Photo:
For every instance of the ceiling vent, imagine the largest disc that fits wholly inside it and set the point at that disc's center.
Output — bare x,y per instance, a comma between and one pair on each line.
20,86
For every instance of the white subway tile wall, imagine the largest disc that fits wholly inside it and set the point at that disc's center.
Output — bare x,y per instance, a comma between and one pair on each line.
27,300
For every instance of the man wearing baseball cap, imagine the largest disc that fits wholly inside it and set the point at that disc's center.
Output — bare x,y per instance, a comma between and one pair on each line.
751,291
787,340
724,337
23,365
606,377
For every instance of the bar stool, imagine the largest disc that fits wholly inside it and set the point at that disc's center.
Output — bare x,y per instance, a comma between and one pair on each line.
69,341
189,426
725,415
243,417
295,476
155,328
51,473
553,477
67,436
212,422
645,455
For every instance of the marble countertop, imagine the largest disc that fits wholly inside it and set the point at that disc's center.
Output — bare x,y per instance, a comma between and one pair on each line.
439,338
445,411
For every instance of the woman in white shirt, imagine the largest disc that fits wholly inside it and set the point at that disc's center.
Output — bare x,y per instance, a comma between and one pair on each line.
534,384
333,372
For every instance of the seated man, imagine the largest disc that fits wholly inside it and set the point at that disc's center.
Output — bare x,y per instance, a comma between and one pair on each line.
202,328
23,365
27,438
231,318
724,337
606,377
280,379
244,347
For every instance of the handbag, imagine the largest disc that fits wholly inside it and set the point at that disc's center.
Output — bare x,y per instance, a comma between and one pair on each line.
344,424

★ ★ ★ ★ ★

◆ Task goal ◆
Convert all of the material above into a two-column CSV with the header instruction,response. Give each point-placement text its own row with its answer beside it, and put every value in a single double-quoted field with line breaks replaced by spaces.

◆ Solved exercise ◆
instruction,response
"Photo: For every instance of the ceiling vent, imagine the largest disc that fits wholly inside it and set the point at that disc's center. Output — bare x,y per instance, a comma between and one pair on each line.","20,86"
"For every instance of the white subway tile wall, imagine the largest disc that fits wholly inside it and set the point at that disc's center. Output — bare x,y per instance, a comma between and one pair on each line.","27,300"
"For every instance of the man wearing baseball cap, imagine the largest disc that fits wholly inside it and set the point at that disc's center. Output — bare x,y per instance, a comma between and one pair on each line.","751,291 787,340 724,337 23,365 606,377"
"For every instance of the bar stool, imagine the largest disc that fits wholly inside it and set the point at that disc's center. Output — bare x,y per instance, a comma between and one pair on each line.","69,341 189,426 725,415 243,417 295,476 155,328 51,473 553,477 67,436 212,422 645,455"
"For every instance of the marble countertop, imagine the largest disc that fits wholly inside it and set the point at that disc's center. Output — bare x,y per instance, a comma between and one pair on each line.","439,338 445,411"
"For every instance of the woman in white shirt, imagine the largest disc that fits wholly inside it and set the point at that disc's center. Output — bare x,y per instance, a comma between and one pair on each line.","534,384 333,372"
"For every instance of the seated man, imagine the largest disc that fits wholly inside it and set the point at that disc's center. Output — bare x,y per instance, a comma between and one pair on each line.","202,328 23,365 27,438 231,318 724,337 606,377 280,379 244,347"
"For every instance of the handbag, imagine the largest disc that fits wholly inside it and set the point at that disc's center. Output — bare x,y per instance, a comma between and one pair on each line.","344,424"